___ The data
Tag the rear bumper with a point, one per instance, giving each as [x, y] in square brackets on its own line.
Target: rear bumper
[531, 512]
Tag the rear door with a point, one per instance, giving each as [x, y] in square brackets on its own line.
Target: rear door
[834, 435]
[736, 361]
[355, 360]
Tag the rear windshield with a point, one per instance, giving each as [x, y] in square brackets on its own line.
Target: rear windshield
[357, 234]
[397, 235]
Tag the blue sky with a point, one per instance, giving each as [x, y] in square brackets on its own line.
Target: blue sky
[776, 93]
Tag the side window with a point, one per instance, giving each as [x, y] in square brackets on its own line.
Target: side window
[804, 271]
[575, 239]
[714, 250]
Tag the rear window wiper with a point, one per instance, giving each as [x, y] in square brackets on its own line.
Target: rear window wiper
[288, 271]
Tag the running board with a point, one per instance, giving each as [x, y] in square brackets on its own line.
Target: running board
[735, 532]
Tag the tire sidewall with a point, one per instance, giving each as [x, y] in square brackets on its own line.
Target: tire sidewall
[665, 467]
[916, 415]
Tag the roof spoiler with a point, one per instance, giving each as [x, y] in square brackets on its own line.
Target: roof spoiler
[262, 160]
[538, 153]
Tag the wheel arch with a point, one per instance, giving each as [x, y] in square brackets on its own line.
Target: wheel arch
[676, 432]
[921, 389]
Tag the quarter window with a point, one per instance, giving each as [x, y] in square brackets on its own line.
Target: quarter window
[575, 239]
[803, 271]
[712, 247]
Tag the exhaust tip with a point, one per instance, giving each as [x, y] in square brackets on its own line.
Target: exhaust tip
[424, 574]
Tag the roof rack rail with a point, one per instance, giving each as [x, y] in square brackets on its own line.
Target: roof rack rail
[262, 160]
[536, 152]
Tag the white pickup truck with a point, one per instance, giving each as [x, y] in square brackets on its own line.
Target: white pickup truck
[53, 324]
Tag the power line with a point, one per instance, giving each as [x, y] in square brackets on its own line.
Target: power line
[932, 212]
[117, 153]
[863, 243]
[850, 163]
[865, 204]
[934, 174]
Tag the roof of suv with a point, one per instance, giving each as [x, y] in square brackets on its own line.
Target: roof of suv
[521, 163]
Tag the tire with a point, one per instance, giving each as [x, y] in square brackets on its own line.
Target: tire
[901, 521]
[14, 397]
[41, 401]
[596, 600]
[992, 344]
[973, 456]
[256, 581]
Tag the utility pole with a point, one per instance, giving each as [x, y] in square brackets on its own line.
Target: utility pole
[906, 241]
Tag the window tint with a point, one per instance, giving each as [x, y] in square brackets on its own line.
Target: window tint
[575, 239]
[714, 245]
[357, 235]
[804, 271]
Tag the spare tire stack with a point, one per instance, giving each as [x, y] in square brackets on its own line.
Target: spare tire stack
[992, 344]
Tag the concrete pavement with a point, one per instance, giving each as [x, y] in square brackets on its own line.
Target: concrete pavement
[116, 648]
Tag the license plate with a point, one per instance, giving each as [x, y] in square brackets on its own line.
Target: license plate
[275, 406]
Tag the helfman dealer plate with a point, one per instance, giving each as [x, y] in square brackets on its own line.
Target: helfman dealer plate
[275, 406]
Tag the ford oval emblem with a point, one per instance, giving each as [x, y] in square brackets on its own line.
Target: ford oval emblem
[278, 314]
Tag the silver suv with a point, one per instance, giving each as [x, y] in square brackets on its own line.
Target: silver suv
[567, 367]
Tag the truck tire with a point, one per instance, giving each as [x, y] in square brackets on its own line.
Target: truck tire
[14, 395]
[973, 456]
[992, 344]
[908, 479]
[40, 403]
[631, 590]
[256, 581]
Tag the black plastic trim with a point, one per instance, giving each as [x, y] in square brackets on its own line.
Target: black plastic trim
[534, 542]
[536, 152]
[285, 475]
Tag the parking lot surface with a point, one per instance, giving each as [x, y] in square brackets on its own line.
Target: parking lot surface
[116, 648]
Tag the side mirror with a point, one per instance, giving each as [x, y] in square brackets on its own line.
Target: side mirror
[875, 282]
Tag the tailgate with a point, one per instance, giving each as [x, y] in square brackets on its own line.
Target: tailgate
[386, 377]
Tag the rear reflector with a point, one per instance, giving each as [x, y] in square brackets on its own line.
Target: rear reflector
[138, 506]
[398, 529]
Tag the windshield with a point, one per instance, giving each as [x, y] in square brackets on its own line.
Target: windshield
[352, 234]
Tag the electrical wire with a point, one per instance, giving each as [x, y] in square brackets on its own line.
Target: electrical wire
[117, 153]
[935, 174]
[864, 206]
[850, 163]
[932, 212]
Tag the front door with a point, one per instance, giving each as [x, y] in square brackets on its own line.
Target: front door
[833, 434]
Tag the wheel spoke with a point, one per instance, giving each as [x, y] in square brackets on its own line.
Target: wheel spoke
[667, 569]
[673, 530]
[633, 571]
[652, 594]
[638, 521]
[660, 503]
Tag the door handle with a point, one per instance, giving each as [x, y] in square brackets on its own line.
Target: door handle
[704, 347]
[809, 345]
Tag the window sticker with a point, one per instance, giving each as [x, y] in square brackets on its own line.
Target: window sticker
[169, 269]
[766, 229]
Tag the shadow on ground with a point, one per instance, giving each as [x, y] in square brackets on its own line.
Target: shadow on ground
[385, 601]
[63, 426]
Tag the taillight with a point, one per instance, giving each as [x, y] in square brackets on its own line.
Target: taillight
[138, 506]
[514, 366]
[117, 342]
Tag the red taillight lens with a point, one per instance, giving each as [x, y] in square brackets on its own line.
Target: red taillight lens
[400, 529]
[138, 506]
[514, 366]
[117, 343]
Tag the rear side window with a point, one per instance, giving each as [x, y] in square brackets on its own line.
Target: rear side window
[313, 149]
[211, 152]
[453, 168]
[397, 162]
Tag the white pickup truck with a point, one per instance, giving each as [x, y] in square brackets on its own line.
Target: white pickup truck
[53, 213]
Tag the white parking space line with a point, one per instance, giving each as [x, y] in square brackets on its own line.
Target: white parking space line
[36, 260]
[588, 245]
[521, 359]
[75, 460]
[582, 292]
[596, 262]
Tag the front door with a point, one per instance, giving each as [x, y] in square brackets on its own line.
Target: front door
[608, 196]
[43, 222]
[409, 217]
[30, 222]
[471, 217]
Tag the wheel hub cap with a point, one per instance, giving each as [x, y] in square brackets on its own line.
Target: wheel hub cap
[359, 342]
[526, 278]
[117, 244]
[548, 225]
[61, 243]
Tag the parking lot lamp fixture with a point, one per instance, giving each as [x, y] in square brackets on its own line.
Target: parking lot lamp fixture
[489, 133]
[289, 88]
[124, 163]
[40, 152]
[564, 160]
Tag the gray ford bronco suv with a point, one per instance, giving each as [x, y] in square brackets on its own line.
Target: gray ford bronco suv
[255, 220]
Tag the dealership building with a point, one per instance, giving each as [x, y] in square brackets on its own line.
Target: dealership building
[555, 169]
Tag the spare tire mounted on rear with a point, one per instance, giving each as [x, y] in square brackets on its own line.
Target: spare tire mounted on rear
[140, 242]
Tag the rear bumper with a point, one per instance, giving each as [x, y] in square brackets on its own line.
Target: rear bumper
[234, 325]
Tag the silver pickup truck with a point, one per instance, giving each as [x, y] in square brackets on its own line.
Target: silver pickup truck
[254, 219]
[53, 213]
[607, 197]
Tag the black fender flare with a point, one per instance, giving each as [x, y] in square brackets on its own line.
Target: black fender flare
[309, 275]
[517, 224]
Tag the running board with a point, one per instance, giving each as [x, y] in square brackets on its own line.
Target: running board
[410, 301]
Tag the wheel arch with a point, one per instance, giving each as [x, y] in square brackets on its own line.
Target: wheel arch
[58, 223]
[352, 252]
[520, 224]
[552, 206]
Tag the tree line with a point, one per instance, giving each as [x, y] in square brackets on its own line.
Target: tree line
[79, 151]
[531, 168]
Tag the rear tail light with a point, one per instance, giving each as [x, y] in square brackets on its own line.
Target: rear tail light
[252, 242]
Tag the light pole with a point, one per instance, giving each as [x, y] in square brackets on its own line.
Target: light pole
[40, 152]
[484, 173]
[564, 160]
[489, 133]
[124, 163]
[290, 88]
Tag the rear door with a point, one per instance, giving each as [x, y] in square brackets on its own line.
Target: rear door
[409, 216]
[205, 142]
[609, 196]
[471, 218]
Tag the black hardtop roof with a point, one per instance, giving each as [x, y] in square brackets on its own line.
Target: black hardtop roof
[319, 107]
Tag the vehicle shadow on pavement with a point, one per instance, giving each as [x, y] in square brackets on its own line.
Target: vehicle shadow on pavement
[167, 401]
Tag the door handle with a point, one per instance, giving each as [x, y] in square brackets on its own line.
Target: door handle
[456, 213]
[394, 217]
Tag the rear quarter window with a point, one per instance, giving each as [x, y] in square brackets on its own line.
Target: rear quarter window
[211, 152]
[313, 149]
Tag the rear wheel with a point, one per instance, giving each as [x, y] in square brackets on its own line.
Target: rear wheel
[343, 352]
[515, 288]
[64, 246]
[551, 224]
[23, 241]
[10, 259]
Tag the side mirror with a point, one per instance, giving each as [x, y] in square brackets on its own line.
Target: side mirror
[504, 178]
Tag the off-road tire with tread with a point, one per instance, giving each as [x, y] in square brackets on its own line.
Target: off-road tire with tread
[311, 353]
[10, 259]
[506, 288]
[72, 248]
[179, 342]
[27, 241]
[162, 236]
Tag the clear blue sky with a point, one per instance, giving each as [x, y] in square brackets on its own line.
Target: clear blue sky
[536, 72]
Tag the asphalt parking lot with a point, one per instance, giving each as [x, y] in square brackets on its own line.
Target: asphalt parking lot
______
Looking at the entries, work out how many lines hold the word "asphalt". Give the number and nothing else.

### Your response
2